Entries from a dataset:
+ + + +

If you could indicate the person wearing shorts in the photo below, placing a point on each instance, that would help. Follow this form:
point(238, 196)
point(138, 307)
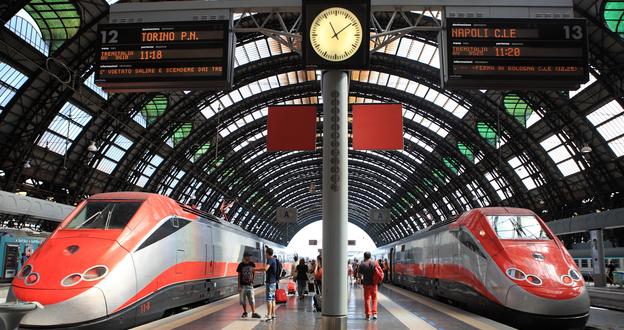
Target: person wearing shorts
point(271, 283)
point(246, 275)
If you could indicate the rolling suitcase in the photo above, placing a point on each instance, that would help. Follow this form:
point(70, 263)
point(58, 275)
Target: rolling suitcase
point(317, 301)
point(291, 288)
point(280, 296)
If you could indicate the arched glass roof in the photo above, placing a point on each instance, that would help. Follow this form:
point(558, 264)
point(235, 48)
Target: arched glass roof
point(463, 149)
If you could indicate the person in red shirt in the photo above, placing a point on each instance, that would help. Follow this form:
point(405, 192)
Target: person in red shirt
point(367, 270)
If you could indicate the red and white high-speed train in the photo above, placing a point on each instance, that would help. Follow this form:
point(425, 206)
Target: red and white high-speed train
point(498, 261)
point(123, 259)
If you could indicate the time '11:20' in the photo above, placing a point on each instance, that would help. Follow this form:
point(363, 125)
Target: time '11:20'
point(508, 51)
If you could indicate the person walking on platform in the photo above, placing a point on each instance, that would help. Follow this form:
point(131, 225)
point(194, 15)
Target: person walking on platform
point(271, 283)
point(318, 276)
point(611, 267)
point(386, 269)
point(302, 278)
point(246, 276)
point(367, 271)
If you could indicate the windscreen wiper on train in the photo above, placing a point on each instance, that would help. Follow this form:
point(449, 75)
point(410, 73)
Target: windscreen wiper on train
point(94, 216)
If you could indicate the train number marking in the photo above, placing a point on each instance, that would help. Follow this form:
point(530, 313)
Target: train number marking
point(145, 307)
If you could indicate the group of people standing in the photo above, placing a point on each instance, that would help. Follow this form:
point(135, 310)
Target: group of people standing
point(308, 275)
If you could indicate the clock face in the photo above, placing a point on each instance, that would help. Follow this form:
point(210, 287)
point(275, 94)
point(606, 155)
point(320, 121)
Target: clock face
point(336, 34)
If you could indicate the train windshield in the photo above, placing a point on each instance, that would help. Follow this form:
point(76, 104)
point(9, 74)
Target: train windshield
point(517, 227)
point(104, 215)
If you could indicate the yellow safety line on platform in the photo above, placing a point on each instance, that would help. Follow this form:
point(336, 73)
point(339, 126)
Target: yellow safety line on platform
point(194, 314)
point(249, 324)
point(409, 319)
point(474, 320)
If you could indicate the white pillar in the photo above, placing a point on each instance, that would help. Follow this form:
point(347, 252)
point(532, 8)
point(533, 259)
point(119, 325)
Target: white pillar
point(597, 247)
point(335, 91)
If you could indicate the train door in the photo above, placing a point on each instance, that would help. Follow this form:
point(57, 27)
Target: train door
point(391, 266)
point(11, 261)
point(208, 252)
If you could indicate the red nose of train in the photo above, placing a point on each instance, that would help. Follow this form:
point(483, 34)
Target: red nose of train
point(68, 265)
point(543, 269)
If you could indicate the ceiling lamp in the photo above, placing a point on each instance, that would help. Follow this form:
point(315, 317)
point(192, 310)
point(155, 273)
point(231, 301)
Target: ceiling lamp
point(92, 147)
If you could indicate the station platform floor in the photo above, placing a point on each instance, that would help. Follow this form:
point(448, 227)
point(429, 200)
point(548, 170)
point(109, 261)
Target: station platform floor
point(398, 309)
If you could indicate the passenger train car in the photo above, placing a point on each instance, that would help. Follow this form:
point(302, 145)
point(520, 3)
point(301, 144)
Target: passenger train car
point(583, 259)
point(502, 262)
point(123, 259)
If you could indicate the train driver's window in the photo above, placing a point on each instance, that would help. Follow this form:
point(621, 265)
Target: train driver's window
point(517, 227)
point(104, 215)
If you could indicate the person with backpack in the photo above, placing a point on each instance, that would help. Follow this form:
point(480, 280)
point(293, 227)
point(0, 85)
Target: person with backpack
point(271, 283)
point(318, 276)
point(246, 275)
point(372, 276)
point(301, 278)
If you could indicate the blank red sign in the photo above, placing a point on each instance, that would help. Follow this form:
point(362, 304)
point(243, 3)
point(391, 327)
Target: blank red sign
point(377, 127)
point(291, 128)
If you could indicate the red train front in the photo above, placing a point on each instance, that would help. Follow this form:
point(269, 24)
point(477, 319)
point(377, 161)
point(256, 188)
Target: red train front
point(504, 262)
point(122, 259)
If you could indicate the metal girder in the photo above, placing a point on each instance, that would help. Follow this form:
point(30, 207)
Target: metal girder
point(295, 5)
point(11, 203)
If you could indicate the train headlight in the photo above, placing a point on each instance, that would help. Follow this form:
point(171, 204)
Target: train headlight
point(567, 280)
point(534, 280)
point(95, 273)
point(574, 274)
point(516, 274)
point(71, 279)
point(32, 279)
point(26, 270)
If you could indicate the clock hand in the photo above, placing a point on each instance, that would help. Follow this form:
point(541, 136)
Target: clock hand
point(335, 34)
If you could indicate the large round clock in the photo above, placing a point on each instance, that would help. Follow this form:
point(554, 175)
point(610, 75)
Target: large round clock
point(336, 34)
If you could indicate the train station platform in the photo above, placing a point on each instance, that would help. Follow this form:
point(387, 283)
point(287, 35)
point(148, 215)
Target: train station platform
point(397, 309)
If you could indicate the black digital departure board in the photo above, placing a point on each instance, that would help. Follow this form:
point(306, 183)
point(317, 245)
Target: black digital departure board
point(494, 53)
point(165, 56)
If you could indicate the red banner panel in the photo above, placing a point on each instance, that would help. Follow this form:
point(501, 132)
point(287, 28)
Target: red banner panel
point(377, 127)
point(291, 128)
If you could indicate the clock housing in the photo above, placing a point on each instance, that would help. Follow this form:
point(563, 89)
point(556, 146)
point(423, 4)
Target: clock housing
point(334, 42)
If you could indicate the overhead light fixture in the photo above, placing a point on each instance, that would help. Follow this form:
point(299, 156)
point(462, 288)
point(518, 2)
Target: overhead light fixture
point(585, 149)
point(92, 147)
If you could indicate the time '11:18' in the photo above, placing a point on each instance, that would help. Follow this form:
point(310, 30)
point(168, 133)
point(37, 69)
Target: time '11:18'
point(151, 55)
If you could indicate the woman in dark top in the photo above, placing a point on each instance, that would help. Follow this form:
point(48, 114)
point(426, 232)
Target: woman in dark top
point(302, 278)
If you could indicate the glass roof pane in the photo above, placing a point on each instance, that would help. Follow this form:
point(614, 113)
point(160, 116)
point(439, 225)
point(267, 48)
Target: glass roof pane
point(58, 20)
point(517, 108)
point(609, 121)
point(614, 16)
point(181, 133)
point(487, 132)
point(154, 108)
point(11, 81)
point(466, 150)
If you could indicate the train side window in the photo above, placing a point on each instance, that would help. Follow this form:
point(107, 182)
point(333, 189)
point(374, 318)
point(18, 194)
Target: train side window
point(466, 240)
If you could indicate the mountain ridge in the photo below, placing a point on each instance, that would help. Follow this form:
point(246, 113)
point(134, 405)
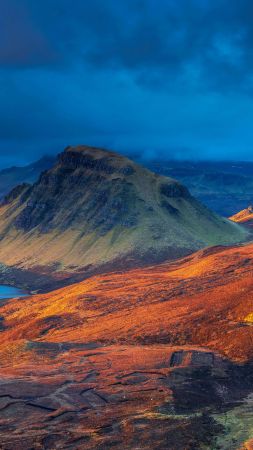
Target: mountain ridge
point(95, 208)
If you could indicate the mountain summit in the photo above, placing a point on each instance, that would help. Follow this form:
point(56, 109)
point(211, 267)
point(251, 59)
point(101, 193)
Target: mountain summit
point(96, 210)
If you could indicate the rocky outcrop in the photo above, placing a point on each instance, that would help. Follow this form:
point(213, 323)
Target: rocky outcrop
point(94, 208)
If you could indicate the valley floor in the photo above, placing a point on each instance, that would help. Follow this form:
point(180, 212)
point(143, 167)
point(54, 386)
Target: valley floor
point(154, 358)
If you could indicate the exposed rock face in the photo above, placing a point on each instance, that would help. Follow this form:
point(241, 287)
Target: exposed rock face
point(244, 217)
point(96, 208)
point(13, 176)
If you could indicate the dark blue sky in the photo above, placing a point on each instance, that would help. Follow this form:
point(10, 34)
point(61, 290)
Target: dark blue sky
point(160, 77)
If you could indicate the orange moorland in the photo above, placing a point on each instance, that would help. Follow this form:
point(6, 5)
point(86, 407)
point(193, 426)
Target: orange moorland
point(150, 358)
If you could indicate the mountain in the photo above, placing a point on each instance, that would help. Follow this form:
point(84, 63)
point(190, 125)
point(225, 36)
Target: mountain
point(152, 358)
point(244, 217)
point(95, 210)
point(13, 176)
point(224, 186)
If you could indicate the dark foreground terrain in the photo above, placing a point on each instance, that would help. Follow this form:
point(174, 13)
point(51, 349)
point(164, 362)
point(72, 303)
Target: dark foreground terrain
point(152, 358)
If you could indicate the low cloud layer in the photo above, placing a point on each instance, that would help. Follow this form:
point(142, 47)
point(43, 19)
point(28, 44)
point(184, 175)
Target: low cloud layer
point(168, 79)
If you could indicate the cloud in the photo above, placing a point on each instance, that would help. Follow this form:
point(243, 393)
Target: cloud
point(204, 44)
point(144, 76)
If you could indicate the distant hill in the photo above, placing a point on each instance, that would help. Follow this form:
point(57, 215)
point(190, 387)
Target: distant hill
point(13, 176)
point(97, 210)
point(225, 187)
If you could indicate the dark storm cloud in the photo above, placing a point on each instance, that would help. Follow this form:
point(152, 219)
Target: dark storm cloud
point(159, 77)
point(198, 41)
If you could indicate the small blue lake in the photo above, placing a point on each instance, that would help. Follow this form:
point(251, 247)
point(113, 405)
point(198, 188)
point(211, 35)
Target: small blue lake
point(10, 292)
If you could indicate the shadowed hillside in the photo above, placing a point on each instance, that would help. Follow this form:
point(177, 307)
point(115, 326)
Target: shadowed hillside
point(97, 210)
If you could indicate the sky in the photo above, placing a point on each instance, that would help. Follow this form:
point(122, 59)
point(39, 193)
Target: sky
point(155, 78)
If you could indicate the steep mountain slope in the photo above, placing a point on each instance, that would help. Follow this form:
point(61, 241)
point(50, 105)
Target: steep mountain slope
point(98, 209)
point(152, 358)
point(13, 176)
point(244, 217)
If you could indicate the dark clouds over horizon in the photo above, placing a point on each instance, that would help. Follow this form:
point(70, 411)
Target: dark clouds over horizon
point(160, 78)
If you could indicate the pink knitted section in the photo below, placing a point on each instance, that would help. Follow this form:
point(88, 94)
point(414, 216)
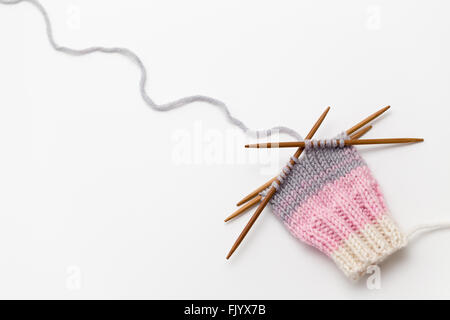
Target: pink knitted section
point(330, 200)
point(339, 209)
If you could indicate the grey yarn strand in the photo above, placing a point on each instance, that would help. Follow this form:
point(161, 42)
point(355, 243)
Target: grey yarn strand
point(133, 57)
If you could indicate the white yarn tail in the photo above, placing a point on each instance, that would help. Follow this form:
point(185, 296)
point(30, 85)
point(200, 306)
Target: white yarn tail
point(427, 227)
point(133, 57)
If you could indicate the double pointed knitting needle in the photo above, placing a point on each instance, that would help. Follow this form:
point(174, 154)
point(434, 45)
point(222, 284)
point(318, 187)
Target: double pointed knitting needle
point(268, 183)
point(349, 132)
point(272, 190)
point(302, 144)
point(258, 198)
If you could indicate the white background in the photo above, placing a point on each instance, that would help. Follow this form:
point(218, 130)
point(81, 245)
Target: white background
point(93, 202)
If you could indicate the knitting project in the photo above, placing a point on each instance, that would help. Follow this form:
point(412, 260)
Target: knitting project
point(330, 200)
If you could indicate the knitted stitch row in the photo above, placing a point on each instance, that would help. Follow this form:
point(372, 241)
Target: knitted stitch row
point(330, 200)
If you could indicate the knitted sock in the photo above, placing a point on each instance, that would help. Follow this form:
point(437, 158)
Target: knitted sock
point(330, 200)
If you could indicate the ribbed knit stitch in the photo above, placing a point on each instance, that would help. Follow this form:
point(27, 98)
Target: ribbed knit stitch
point(330, 200)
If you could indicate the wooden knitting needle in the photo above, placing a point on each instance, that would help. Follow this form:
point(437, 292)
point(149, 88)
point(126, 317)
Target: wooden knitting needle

+ + + +

Starting at the line that contains "If you could indicate the valley" and ending after the line that contains "point(160, 77)", reproduce only those lines in full, with the requests included. Scale every answer point coordinate by 1.3 and round to whole numbers, halves up, leaving the sample points in the requests unchanged.

THE SOLUTION:
If you could indicate the valley floor in the photo above, placing a point on each instance, that would help. Follow this form:
point(180, 212)
point(143, 167)
point(54, 386)
Target: valley floor
point(200, 465)
If you could indicate the exposed rock face in the photo above, placing a point on each instance, that would help. Follow this form:
point(241, 287)
Target: exposed rock face
point(317, 282)
point(125, 270)
point(17, 229)
If you could indicate the dark blue sky in the photo above, placing a point on each instance, that would help. Follow this form:
point(10, 34)
point(61, 290)
Target: dark blue sky
point(208, 100)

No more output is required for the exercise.